> _Document excerpt_
Yevgeniya Vyacheslavovna Koshelnikova Sukhoruchenkova (, also transliterated as Evgenia Sukhoruchenkova) (born 25 September 1986 in Stavropol) is a Russian professional triathlete, member of the Russian National Team (Duathlon), decorated with the Russian title Master of Sports (Мастер спорта), both U23 Duathlon European Champion and U23 Duathlon World Champion of the year 2009, and Russian Elite Aquathlon Champion 2011.
In the Russian Cup of the year 2009 she placed fifth, sharing this position with Natalia Shliakhtenko.

Sukhoruchenkova is married with the Russian triathlete Nikolay Sukhoruchenkov (Николай Сухорученков) from Saint Petersburg and the ITU has replaced her maiden name, Koshelnikova, with her new family name, Sukhoruchenkova, also in result lists dating back to the time before her marriage. In Russian sources, however, up to 2008 she is named Koshelnikova (Кошельникова) and since 2009 the name form varies. Some media use the double name Кошельникова Сухорученкова, others choose one of her family names. The Russian Triathlon Federation has both forms. On its Profile Page she is called Кошельникова, in various official result lists, however, she is listed as Сухорученкова.

> _What is asked_
a) Answer these questions using the triathlete profile:
(i) In which city was she born?
(ii) With whom did she share fifth place in the 2009 Russian Cup?
(iii) What name does the Russian Triathlon Federation use for her on its Profile Page?
b) Show each line in the rows that contains the string "palm". Case counts.
The rows have no connection to the text.

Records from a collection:
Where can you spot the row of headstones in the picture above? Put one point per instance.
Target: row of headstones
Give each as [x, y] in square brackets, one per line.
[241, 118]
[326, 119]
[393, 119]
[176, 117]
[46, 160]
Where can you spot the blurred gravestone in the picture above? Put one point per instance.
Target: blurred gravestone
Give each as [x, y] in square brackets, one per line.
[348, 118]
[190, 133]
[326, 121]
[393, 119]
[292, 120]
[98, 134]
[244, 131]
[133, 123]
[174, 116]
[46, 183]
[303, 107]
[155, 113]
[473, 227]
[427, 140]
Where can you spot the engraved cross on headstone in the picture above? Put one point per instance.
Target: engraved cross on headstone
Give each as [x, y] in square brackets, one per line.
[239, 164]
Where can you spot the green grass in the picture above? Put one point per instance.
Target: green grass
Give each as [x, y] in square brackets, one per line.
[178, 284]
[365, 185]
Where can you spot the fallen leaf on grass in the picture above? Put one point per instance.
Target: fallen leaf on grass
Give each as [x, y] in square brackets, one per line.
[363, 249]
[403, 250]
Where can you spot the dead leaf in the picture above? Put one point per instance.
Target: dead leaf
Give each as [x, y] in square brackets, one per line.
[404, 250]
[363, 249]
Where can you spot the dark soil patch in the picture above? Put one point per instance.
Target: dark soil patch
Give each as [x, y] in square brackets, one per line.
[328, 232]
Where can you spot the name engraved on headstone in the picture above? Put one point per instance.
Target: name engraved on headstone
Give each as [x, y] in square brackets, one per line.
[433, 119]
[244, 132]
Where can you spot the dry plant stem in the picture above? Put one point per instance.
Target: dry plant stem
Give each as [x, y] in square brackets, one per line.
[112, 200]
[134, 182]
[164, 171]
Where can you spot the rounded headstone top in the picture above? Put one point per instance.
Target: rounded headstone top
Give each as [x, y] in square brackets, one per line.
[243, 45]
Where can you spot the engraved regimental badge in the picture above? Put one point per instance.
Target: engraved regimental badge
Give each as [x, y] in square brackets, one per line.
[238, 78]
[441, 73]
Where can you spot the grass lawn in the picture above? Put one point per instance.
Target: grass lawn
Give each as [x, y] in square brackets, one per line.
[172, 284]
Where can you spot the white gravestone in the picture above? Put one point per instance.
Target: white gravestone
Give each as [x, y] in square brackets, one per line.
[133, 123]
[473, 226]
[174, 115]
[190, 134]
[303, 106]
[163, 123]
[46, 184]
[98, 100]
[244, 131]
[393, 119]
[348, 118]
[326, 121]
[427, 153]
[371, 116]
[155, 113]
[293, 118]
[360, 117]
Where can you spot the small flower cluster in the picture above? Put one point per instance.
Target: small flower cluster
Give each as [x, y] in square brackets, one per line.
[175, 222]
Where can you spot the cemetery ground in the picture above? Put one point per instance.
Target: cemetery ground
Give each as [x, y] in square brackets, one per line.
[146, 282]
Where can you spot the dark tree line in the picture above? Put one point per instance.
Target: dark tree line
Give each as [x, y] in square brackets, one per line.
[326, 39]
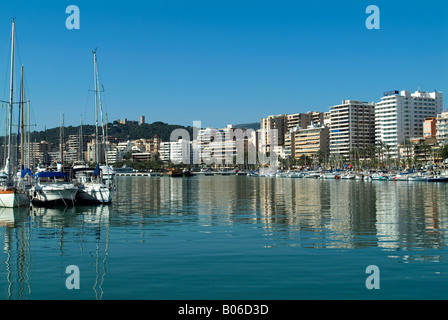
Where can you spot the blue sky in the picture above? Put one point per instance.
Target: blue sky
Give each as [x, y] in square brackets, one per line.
[220, 62]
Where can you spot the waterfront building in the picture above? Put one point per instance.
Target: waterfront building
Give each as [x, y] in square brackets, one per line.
[164, 152]
[400, 116]
[181, 152]
[442, 128]
[304, 120]
[430, 127]
[309, 141]
[274, 126]
[352, 127]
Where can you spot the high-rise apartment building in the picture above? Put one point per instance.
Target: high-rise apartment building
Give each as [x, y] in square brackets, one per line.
[400, 116]
[442, 128]
[307, 141]
[352, 126]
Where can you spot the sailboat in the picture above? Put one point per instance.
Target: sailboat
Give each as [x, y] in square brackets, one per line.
[91, 188]
[11, 194]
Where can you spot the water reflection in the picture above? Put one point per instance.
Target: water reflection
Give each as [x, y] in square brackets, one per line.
[312, 213]
[34, 237]
[405, 221]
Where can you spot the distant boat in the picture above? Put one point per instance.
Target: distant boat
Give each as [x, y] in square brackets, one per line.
[188, 173]
[90, 191]
[11, 194]
[401, 177]
[175, 173]
[437, 179]
[94, 185]
[377, 176]
[417, 178]
[53, 188]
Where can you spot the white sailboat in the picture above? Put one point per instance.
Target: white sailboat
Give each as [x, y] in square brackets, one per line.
[11, 194]
[91, 188]
[53, 188]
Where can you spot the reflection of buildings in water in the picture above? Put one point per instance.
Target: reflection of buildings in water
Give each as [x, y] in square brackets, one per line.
[387, 224]
[147, 194]
[218, 198]
[17, 252]
[75, 229]
[410, 216]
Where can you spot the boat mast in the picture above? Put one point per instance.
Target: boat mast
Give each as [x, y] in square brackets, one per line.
[22, 127]
[9, 171]
[101, 113]
[96, 106]
[62, 141]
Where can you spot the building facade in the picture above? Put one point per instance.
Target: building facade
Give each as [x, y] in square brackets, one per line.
[352, 127]
[400, 116]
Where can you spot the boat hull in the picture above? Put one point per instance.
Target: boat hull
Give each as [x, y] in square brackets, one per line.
[94, 194]
[13, 199]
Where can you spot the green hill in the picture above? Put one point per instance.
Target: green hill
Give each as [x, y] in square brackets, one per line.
[116, 129]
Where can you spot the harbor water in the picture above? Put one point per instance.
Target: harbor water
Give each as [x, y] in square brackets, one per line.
[233, 237]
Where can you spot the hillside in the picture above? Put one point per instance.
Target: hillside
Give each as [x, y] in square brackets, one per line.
[116, 129]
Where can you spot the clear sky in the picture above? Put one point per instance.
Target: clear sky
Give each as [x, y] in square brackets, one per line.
[219, 62]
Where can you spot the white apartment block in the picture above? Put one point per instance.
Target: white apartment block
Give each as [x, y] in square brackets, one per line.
[165, 151]
[442, 128]
[352, 126]
[400, 115]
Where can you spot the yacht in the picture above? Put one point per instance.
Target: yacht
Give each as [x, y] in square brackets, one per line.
[53, 188]
[11, 193]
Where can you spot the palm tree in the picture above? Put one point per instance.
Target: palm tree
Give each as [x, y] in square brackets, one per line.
[425, 148]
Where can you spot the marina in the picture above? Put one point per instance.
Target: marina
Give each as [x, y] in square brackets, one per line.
[233, 237]
[200, 151]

> _Solutions in order_
a)
(i) Stavropol
(ii) Natalia Shliakhtenko
(iii) Кошельникова

b)
Where can you spot the palm tree in the picture above? Put one point per instance.
Target: palm tree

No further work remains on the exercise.